Point annotation dataset records:

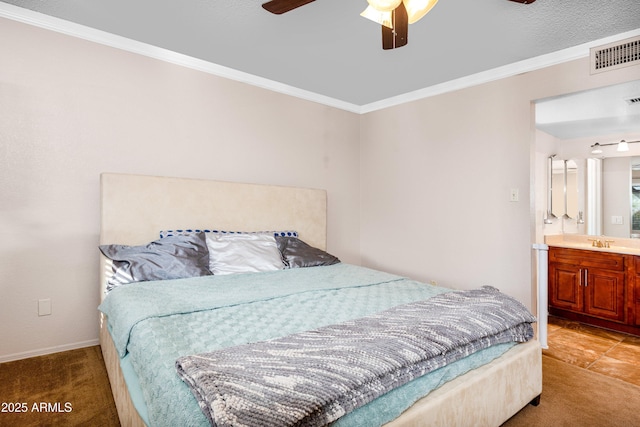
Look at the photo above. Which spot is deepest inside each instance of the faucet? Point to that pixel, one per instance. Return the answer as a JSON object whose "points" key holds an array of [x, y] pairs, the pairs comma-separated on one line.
{"points": [[597, 243]]}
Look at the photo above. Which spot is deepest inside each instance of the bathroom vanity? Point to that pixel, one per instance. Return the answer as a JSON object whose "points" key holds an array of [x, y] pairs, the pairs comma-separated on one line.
{"points": [[595, 281]]}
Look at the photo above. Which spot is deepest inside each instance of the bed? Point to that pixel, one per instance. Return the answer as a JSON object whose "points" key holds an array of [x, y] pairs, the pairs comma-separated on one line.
{"points": [[134, 209]]}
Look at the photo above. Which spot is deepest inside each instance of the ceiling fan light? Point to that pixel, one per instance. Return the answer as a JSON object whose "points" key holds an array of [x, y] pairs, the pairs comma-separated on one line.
{"points": [[623, 146], [382, 18], [384, 5], [416, 9], [596, 149]]}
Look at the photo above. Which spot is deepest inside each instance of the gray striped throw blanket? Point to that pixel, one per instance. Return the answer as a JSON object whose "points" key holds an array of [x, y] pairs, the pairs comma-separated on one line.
{"points": [[315, 377]]}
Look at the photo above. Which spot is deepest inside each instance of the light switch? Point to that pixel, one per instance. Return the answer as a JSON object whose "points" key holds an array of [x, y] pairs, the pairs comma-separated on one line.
{"points": [[44, 307]]}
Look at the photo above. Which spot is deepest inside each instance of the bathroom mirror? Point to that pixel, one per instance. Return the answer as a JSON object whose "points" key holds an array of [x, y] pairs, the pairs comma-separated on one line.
{"points": [[569, 125], [563, 189], [557, 188]]}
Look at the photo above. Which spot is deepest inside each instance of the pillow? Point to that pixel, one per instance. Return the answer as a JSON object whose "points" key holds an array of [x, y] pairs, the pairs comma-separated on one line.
{"points": [[174, 257], [243, 253], [297, 253], [167, 233]]}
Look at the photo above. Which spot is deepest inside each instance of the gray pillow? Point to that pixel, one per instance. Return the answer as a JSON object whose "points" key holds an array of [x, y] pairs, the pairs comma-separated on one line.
{"points": [[297, 253], [243, 253], [173, 257]]}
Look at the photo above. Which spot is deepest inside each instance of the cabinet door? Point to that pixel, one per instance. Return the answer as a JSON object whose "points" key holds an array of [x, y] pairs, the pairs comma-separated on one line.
{"points": [[604, 294], [565, 287]]}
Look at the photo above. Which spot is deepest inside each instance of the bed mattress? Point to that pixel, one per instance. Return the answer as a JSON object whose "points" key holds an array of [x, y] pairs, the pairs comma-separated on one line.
{"points": [[154, 323]]}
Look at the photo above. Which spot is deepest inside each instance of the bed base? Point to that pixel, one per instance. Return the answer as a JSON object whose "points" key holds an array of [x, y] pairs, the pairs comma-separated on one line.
{"points": [[487, 396]]}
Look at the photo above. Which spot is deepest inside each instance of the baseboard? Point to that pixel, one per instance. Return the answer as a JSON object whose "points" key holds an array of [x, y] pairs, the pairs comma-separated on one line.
{"points": [[48, 350]]}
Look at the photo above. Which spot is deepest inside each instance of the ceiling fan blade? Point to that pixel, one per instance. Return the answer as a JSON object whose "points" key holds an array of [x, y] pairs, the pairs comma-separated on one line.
{"points": [[281, 6], [398, 36]]}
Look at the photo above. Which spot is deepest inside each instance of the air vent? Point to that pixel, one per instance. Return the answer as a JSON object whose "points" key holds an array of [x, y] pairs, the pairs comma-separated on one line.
{"points": [[633, 100], [615, 55]]}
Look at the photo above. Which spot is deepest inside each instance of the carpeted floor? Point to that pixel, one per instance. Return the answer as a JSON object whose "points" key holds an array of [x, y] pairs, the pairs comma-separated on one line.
{"points": [[573, 396], [73, 390], [70, 388]]}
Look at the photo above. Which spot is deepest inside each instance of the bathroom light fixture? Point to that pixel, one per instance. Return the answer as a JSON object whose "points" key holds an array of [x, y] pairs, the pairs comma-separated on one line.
{"points": [[622, 146]]}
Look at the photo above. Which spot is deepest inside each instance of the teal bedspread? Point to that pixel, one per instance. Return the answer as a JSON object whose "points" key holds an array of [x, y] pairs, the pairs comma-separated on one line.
{"points": [[154, 323]]}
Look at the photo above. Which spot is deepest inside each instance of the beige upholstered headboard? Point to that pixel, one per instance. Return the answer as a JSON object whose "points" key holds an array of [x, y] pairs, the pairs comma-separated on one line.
{"points": [[134, 208]]}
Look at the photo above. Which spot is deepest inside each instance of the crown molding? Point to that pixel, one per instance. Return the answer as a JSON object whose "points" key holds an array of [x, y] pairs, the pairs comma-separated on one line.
{"points": [[97, 36], [62, 26], [509, 70]]}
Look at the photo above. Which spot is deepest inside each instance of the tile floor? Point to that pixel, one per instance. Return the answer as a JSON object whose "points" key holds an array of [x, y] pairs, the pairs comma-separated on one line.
{"points": [[608, 352]]}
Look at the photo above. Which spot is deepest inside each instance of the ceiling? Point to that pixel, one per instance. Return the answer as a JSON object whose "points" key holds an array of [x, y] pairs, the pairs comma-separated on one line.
{"points": [[325, 51], [327, 48], [596, 112]]}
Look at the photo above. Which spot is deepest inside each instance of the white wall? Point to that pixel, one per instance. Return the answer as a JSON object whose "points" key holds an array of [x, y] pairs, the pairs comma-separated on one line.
{"points": [[71, 109], [616, 196], [437, 173]]}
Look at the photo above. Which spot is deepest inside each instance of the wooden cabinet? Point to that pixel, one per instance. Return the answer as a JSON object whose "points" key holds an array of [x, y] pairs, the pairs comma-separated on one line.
{"points": [[595, 287]]}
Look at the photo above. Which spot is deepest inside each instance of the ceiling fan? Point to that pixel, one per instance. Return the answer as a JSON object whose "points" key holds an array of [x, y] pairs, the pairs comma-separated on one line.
{"points": [[394, 15]]}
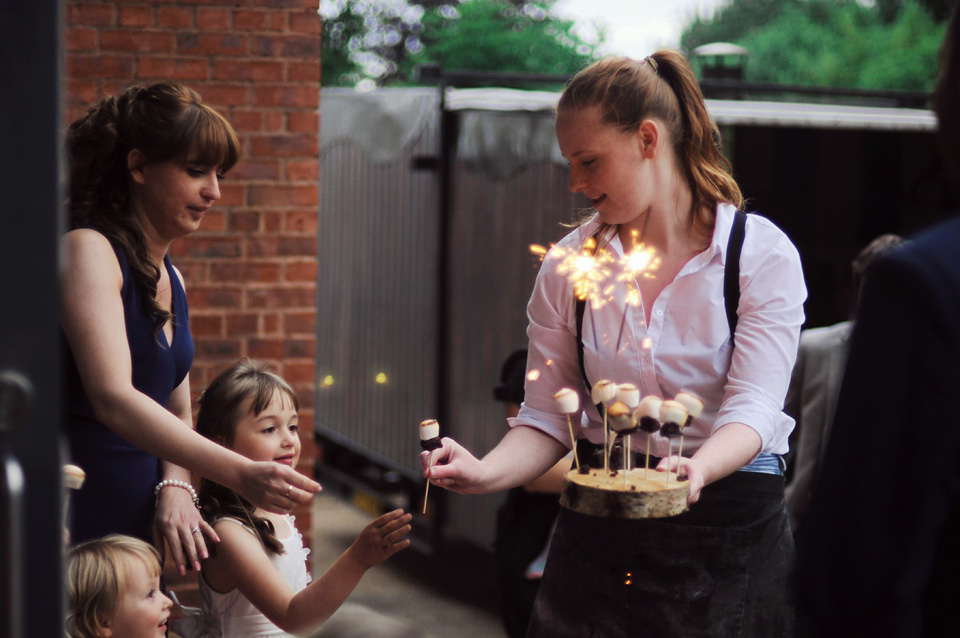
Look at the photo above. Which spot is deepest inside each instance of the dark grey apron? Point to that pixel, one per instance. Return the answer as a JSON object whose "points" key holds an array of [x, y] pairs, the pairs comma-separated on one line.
{"points": [[720, 569]]}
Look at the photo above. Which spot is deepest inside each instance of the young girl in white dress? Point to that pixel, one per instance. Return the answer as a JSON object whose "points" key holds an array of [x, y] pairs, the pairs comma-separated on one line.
{"points": [[255, 582]]}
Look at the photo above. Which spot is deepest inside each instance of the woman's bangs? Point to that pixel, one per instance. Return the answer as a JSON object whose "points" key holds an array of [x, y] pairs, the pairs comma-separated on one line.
{"points": [[213, 140]]}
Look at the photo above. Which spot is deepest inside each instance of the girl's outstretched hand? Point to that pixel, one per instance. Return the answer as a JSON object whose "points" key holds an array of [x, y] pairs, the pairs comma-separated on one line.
{"points": [[276, 487], [381, 538], [453, 467]]}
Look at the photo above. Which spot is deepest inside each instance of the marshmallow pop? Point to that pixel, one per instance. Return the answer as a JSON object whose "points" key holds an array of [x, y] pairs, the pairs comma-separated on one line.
{"points": [[429, 441], [648, 420], [629, 395], [673, 418], [568, 402], [604, 392], [694, 407]]}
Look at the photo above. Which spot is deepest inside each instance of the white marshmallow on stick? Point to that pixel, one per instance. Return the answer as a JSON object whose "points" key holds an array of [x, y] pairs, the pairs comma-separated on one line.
{"points": [[568, 402], [73, 478], [629, 395], [648, 418], [694, 407], [673, 416], [429, 441], [604, 392], [622, 423]]}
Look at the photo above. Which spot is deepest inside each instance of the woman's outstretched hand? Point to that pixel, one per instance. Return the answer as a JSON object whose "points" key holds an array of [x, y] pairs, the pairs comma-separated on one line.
{"points": [[691, 468], [178, 522], [275, 487], [451, 466]]}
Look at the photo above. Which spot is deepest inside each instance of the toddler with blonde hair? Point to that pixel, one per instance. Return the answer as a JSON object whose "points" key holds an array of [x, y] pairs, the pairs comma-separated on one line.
{"points": [[113, 587]]}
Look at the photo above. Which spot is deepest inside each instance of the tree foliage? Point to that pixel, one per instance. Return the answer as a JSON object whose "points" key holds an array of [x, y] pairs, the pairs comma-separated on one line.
{"points": [[838, 43], [383, 41]]}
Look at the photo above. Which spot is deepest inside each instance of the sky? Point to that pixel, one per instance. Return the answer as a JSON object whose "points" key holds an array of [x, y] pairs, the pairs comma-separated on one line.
{"points": [[635, 28]]}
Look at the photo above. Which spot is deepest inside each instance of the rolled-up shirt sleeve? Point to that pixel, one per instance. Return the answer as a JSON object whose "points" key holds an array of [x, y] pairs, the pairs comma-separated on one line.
{"points": [[770, 314], [552, 361]]}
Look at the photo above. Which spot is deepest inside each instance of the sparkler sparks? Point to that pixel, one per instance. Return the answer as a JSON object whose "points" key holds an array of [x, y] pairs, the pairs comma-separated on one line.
{"points": [[588, 269]]}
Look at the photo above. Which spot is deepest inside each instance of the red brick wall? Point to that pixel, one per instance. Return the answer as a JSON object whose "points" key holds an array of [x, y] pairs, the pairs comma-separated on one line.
{"points": [[251, 268]]}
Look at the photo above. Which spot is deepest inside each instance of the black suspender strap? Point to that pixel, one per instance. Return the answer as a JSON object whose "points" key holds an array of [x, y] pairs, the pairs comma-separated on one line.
{"points": [[731, 270]]}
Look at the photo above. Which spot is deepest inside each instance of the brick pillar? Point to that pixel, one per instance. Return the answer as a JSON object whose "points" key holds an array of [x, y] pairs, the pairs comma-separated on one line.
{"points": [[250, 270]]}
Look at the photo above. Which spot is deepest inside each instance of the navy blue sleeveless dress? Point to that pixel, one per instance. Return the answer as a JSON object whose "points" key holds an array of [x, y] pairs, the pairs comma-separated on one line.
{"points": [[117, 495]]}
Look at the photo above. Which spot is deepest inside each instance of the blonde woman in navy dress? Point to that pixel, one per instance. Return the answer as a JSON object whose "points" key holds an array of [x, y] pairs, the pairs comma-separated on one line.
{"points": [[643, 149], [145, 168]]}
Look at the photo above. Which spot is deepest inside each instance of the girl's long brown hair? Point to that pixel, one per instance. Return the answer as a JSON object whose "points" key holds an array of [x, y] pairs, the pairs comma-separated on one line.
{"points": [[662, 85], [165, 121], [221, 406]]}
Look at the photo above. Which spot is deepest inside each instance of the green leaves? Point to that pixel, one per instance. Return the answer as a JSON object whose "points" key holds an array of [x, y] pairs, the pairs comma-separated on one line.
{"points": [[373, 42], [835, 43]]}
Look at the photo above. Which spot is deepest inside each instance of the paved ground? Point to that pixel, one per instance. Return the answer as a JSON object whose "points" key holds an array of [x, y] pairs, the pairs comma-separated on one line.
{"points": [[449, 595]]}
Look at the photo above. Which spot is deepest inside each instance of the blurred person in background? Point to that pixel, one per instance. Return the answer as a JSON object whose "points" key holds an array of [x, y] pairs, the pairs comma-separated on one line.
{"points": [[879, 549]]}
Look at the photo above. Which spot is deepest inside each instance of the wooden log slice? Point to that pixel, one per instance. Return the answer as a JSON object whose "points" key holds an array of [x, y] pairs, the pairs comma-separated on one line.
{"points": [[600, 493]]}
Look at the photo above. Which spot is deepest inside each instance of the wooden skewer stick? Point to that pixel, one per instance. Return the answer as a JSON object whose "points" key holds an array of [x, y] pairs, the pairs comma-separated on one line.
{"points": [[694, 407], [648, 419], [673, 415], [568, 402], [426, 490], [604, 392]]}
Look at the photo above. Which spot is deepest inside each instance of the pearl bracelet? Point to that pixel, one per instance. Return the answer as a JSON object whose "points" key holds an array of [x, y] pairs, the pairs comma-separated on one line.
{"points": [[175, 483]]}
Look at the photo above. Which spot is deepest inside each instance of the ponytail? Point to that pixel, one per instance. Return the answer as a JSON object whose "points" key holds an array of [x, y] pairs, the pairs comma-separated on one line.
{"points": [[662, 85]]}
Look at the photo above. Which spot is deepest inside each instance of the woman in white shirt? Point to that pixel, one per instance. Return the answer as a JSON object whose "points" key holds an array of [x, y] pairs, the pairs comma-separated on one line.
{"points": [[644, 150]]}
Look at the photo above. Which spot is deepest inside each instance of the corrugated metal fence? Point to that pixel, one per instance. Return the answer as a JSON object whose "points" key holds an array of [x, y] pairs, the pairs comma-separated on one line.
{"points": [[378, 348]]}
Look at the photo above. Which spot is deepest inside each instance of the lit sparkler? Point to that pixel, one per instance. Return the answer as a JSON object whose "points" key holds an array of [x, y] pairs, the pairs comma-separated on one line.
{"points": [[639, 262]]}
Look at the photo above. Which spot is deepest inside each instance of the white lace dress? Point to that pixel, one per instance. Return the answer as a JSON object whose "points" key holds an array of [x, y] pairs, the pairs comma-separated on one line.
{"points": [[231, 615]]}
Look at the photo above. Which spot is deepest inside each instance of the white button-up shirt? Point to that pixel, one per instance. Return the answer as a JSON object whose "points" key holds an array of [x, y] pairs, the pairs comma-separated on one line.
{"points": [[685, 347]]}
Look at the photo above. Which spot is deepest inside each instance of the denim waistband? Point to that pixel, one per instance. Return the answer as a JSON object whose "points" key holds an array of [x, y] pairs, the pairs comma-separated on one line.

* _Your goal_:
Set out exactly the run of lines that begins at the line holding "the white lace" and ends at the last line of the data.

* _Written solution_:
Look at the photo above. Which spot is deepest inside each instance of the white lace dress? Point to that pixel, one per instance. Return the answer as a JSON object whose "points" key holds an array of [x, y] pairs, the pairs comma-separated on one line.
{"points": [[231, 615]]}
Look at the photo above. Which spot is deepest inside each instance of the white button-up shirt? Point to that pixel, one per instance. Return the answer as a JSON object whose "points" key holds an array of [x, y] pairs, the pairs comma-separated on one line.
{"points": [[685, 347]]}
Look at the photo above. Which spot is deepest inside each instance of the denim waistband? Point to that pixel, one per instance. Return the answer as a JSON object whose "points" key holds an array of [x, y] pairs, the pairs comma-separated on one line.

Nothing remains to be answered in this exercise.